Your task:
Look through the material that follows and show every line with the string "yellow".

┄┄┄┄┄┄┄┄┄┄

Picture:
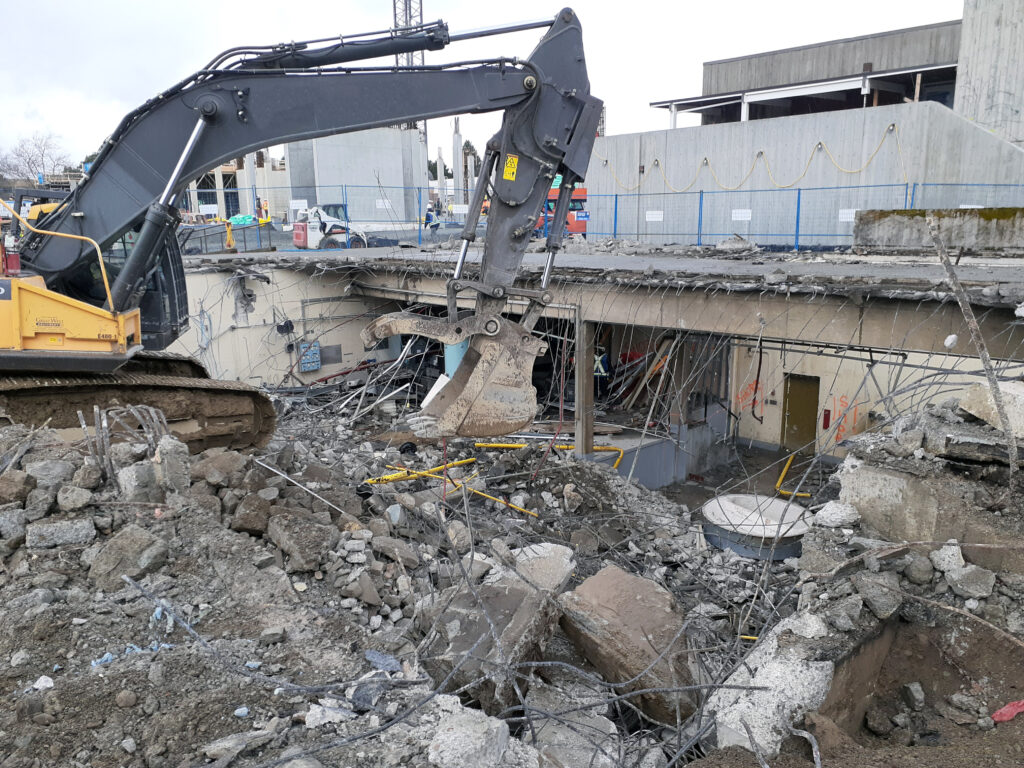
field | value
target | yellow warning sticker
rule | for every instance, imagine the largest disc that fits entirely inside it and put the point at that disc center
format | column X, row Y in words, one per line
column 511, row 164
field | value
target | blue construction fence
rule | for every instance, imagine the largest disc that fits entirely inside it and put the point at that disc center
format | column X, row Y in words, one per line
column 381, row 216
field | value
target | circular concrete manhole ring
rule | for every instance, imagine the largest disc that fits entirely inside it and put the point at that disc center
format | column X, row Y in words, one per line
column 750, row 523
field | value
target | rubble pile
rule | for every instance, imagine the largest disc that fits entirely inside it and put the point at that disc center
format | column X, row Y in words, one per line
column 338, row 600
column 241, row 609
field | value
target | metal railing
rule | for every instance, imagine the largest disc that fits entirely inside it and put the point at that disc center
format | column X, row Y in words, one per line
column 815, row 217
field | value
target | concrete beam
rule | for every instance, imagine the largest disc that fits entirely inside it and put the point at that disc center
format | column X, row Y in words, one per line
column 585, row 389
column 881, row 324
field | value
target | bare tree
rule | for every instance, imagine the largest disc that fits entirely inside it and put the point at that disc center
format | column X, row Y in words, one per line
column 39, row 154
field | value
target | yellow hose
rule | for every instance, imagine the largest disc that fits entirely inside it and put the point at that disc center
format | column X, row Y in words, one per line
column 403, row 474
column 470, row 489
column 778, row 483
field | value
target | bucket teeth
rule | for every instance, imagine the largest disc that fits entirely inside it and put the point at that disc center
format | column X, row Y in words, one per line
column 491, row 393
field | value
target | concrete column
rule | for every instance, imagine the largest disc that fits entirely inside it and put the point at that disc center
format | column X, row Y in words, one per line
column 584, row 388
column 218, row 174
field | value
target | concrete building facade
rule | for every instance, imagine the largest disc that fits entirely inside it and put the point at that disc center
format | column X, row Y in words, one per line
column 989, row 77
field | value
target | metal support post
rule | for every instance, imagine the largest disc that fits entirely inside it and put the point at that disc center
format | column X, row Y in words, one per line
column 259, row 240
column 796, row 237
column 348, row 228
column 700, row 218
column 584, row 387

┄┄┄┄┄┄┄┄┄┄

Task output:
target | yellow warning sticker
target | yellow hose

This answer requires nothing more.